[Opening Source data section]
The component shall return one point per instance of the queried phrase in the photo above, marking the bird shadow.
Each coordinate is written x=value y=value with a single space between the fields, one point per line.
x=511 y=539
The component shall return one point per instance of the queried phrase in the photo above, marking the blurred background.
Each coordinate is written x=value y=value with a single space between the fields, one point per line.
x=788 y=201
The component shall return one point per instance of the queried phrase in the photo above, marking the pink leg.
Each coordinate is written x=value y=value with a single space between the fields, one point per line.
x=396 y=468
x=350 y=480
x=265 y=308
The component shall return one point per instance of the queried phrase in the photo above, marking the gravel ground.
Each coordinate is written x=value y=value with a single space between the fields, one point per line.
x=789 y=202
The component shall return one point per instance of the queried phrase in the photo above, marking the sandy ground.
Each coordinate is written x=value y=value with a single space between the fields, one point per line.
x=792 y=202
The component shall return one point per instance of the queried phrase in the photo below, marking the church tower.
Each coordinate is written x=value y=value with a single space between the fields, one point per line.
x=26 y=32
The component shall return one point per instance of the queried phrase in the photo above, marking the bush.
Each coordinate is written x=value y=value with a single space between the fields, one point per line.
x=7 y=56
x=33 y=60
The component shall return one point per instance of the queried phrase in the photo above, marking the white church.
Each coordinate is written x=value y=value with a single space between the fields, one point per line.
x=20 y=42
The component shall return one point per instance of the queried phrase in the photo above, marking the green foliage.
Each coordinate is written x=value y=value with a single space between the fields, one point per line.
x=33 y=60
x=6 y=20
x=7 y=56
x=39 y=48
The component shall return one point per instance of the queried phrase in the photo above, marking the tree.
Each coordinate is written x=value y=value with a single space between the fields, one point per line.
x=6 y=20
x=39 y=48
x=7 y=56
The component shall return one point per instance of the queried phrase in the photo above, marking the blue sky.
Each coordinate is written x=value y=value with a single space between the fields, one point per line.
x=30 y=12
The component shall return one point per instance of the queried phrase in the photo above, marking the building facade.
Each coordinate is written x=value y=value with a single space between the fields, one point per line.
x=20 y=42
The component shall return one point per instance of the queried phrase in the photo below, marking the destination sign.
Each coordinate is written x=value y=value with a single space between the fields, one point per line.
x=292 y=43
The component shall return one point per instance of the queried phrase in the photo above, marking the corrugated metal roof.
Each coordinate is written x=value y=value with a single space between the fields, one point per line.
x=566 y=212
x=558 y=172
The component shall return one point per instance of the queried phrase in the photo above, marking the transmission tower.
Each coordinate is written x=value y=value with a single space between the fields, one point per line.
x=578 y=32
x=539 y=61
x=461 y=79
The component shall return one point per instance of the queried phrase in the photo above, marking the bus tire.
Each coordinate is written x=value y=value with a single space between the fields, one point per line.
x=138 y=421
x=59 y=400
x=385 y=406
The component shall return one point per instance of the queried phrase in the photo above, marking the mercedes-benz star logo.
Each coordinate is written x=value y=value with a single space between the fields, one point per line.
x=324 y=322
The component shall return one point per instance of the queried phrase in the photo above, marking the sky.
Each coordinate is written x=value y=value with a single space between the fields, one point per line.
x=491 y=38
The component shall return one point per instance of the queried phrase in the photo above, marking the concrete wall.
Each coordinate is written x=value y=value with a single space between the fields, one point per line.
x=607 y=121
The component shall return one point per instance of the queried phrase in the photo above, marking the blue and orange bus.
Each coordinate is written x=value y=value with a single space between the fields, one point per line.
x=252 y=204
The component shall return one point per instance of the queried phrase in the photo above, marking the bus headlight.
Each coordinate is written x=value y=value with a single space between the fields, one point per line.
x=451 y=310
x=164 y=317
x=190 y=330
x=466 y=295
[Closing Source data section]
**What you will do**
Scan the entries above for the line containing "the blurred background.", and copy it and all lines after it exactly, down to and including the line containing "marking the bush.".

**Answer space**
The component shall return one point per instance of the queried phrase in the photo above, marking the blurred background.
Each coordinate is written x=value y=value with a single space between the fields, one point per line.
x=788 y=201
The component shall return one point per instance of the queried phrase in the photo above, marking the pink leg.
Each coordinate is written x=value y=value with a single space between the fields, one point per line.
x=396 y=468
x=350 y=480
x=265 y=308
The component shall return one point per instance of the queried phrase in the photo above, marking the gravel ground.
Each coordinate is written x=value y=value with a single space between the fields, one point per line.
x=789 y=202
The component shall return one point per instance of the queried phrase in the photo above, marking the sandy ground.
Each coordinate is written x=value y=value with a single space between the fields, one point per line.
x=792 y=202
The component shall return one point per instance of the queried phrase in the photo below, marking the church tower.
Each coordinate is written x=value y=value with a single space between the fields, one point per line.
x=26 y=32
The component shall return one point per instance of the queried phrase in the photo above, marking the bush.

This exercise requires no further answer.